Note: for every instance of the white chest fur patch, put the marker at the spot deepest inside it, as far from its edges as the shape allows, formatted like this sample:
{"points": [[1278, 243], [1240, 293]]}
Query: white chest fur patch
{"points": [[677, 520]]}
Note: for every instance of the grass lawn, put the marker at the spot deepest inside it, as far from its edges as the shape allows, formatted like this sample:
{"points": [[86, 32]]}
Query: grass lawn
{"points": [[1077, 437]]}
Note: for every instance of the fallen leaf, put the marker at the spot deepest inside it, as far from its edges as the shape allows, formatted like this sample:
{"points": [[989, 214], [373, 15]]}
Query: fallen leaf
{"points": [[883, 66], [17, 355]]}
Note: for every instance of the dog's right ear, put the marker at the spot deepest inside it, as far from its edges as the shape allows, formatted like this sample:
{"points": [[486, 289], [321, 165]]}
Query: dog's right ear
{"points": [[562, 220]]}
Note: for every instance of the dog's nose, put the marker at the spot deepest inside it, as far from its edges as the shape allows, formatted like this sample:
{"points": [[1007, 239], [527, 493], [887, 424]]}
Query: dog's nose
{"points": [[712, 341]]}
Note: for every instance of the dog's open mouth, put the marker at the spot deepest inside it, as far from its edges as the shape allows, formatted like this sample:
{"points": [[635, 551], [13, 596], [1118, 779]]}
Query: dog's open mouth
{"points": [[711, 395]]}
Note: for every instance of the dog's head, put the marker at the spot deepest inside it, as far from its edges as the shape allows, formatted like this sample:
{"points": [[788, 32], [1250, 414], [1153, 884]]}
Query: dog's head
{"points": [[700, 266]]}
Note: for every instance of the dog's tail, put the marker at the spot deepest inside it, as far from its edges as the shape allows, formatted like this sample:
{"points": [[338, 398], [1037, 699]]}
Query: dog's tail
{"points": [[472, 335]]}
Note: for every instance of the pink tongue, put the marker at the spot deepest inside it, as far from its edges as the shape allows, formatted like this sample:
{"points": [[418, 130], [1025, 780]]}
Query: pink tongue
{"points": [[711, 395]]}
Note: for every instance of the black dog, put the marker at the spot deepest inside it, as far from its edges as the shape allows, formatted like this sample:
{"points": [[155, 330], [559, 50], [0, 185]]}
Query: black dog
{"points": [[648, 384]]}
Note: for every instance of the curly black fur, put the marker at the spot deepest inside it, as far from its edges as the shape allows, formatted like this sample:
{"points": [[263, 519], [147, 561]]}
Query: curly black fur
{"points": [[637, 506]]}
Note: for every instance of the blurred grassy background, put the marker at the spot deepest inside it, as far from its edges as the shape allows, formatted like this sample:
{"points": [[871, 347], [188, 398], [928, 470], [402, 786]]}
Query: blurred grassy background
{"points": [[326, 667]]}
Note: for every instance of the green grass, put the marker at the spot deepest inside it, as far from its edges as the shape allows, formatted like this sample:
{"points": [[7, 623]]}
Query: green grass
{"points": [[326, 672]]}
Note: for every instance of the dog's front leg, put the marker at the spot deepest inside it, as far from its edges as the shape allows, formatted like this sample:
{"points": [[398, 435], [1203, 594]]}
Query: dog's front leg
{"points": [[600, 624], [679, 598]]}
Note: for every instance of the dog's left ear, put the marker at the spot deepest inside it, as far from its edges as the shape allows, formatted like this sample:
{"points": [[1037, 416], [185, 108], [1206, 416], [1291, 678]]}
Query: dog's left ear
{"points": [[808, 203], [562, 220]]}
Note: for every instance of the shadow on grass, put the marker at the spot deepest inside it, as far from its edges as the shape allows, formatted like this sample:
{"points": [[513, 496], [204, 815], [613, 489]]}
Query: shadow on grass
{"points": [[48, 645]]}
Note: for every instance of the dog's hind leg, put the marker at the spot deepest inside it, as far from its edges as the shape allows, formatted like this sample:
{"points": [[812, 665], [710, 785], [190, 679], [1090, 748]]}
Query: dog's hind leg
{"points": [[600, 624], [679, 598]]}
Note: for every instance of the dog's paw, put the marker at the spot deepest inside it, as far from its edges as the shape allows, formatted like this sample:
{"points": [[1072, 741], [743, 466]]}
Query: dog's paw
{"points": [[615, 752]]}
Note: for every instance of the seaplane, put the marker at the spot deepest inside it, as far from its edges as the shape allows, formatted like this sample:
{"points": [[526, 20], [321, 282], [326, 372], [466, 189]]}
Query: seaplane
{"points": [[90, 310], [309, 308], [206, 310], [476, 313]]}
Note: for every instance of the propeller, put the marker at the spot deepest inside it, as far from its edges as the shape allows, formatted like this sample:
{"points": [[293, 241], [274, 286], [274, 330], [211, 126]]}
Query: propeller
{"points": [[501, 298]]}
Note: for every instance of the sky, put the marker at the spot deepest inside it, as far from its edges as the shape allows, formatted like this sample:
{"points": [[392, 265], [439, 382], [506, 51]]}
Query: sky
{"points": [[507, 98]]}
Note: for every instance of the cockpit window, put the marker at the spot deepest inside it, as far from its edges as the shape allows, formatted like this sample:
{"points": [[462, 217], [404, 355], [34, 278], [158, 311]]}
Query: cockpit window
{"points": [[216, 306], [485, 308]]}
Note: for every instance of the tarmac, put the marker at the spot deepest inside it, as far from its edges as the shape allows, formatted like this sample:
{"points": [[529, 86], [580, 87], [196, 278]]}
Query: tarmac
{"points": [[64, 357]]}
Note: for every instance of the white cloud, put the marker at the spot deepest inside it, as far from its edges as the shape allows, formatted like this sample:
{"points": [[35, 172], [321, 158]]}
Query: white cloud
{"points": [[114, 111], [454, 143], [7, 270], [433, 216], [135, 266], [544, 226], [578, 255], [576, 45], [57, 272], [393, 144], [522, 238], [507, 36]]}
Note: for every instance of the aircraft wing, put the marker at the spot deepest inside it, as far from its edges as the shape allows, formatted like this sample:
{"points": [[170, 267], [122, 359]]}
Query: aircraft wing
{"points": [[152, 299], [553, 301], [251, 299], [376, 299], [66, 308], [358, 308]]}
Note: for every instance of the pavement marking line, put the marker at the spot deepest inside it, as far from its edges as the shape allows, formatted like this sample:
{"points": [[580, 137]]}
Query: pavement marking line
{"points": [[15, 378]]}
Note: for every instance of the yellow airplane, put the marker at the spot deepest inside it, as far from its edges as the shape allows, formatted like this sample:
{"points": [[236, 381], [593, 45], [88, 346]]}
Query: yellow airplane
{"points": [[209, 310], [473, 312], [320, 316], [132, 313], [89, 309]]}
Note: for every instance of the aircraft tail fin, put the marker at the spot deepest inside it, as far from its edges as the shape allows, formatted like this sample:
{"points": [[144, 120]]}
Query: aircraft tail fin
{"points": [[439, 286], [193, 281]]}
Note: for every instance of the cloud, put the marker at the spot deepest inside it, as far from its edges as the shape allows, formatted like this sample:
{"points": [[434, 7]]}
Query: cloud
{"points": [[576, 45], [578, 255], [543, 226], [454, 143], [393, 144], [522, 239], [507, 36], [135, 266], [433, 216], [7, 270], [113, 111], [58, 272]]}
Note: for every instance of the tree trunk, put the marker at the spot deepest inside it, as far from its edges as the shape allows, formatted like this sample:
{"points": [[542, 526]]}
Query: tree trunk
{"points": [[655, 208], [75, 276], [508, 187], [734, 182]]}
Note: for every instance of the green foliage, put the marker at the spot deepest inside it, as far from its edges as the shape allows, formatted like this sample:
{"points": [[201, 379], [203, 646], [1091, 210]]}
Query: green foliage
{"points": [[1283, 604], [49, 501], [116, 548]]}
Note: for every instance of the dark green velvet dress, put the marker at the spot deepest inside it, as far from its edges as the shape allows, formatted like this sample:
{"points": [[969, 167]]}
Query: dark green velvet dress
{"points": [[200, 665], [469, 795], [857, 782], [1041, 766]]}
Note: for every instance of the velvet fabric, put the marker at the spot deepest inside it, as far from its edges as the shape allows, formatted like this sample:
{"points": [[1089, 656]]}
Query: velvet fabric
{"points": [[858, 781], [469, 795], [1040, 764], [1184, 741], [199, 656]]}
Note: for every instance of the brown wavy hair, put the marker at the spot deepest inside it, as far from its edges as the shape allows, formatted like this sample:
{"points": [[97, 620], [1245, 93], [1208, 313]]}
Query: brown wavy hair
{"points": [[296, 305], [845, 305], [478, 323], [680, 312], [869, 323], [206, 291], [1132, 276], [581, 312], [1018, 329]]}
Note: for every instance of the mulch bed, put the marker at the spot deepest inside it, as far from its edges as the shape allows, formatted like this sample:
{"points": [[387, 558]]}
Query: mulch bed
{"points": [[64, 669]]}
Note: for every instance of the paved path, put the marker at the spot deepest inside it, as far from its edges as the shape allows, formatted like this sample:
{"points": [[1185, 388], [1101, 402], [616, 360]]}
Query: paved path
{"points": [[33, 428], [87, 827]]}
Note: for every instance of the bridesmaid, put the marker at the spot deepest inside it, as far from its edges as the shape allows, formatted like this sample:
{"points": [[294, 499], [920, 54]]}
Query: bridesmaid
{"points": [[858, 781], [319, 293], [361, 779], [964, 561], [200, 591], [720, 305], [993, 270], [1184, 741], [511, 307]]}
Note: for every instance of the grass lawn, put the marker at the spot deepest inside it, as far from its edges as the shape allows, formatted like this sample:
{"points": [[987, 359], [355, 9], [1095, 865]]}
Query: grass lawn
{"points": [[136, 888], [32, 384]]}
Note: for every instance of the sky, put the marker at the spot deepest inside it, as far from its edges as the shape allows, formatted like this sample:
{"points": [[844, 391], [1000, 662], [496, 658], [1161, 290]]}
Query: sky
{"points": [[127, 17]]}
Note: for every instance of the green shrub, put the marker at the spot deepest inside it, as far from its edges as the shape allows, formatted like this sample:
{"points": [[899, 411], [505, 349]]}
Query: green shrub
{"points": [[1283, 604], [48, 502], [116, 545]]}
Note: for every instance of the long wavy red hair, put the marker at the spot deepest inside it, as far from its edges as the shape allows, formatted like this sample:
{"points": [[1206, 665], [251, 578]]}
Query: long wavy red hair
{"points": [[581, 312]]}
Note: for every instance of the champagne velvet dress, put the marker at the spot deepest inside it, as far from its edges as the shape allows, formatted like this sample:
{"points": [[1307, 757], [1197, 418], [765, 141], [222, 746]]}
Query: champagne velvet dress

Short exercise - Repeat, exactly and only, the lines above from the one containing "Note: for every instance of the green shrub, put" through the end of the material.

Exercise answer -
Note: for every instance of the green shrub, put the marker at the spot deepest inside it, as far from its edges as the shape allows, formatted like this sample:
{"points": [[899, 411], [505, 349]]}
Query: green shrub
{"points": [[1283, 604], [48, 502], [116, 545]]}
Note: for every instance of the long wavy red hair, put the marker at the spot deepest inside it, as far from its edges as the shape allows, formatted like this sample:
{"points": [[1206, 665], [251, 578]]}
Query: long wavy red hair
{"points": [[581, 312]]}
Note: for every instance of the champagne velvet dress, put the marker at the spot deepest inside it, as far from its edges as the shape allows, formatted like this sample:
{"points": [[1307, 757], [1197, 418], [765, 141], [222, 746]]}
Query: champagne velvet dress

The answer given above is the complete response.